Monday, March 8, 2010

All that Glitters is not Green!

I hope that over the last few articles I have established my credentials as an engineer and eco-warrior. Unfortunately not all my decisions have been good ones and purchasing a cheap chinese electric scooter turned out to be one of the most costly mistakes of my life .....

In 2008 I started a 2 year part time MBA course in Leuven. Lectures are on Thursday evenings and Friday afternoons/evenings meaning that two days a week I had to go directly from work in Brussels to Leuven, a journey of 25km and which would be a stretch for my electric bicycle.  More importantly the journey time by bicycle would be about an hour, which would mean I would have had to leave work very early.

For the first term I cycled home and then took the car the rest of the way but this meant my wife could not collect my eldest daughter from Friday nights out with her friends.  Around this time my daughter’s boyfriend got himself a 50cc scooter.  These are tax exempt in Belgium and no number plates are required, as are electric scooters. Encouraged by this thought, I test drove an electric scooter at our local shop in Tervuren but I was not impressed with its performance. Its 750Watt motor seemed much slower even than my electric bike so was not going to solve my problem. After a few weeks of web surfing I came across Elecscoot, a UK company that seemed to have exactly what I was looking for, the Elecscoot 3. The 2008 model (now replaced) claimed to have twin 1500W motors; 4 times more power than the one I had tried. The website claimed that the scooter was capable of 40 miles on a charge, had a top speed of 50mph and came with regenerative braking and Lithium batteries guaranteed for 2 years/2000 charge cycles. The price was just under £2000. It sounded too good to be true, but I found another website (since updated) that seemed to corroborate the bike’s specifications, claiming that the bike came with a 3kWh, 60V Lithium battery pack. Based on my experience, 3kWh seemed to tie in with the claimed specifications. The only downside was that the vendor was in Consett, County Durham so it would have been expensive to arrange a test drive.

* TASK INSTRUCTIONS:
1. Answer these questions from the scooter post, one line each:
(a) In which town was the MBA course held?
(b) What wattage was the motor on the scooter test-driven in Tervuren?
(c) Where was the Elecscoot vendor located?
2. Please duplicate the part of the scooter post that begins at the words "I hope that" and stops after "my life .....".

* DATA SHOWN:
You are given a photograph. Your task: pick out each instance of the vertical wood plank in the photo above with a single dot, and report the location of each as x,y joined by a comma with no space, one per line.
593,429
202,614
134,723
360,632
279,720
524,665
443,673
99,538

* RESULTS FOR EACH TASK:
1.
(a) Leuven
(b) 750 Watt
(c) Consett, County Durham

2.
I hope that over the last few articles I have established my credentials as an engineer and eco-warrior. Unfortunately not all my decisions have been good ones and purchasing a cheap chinese electric scooter turned out to be one of the most costly mistakes of my life .....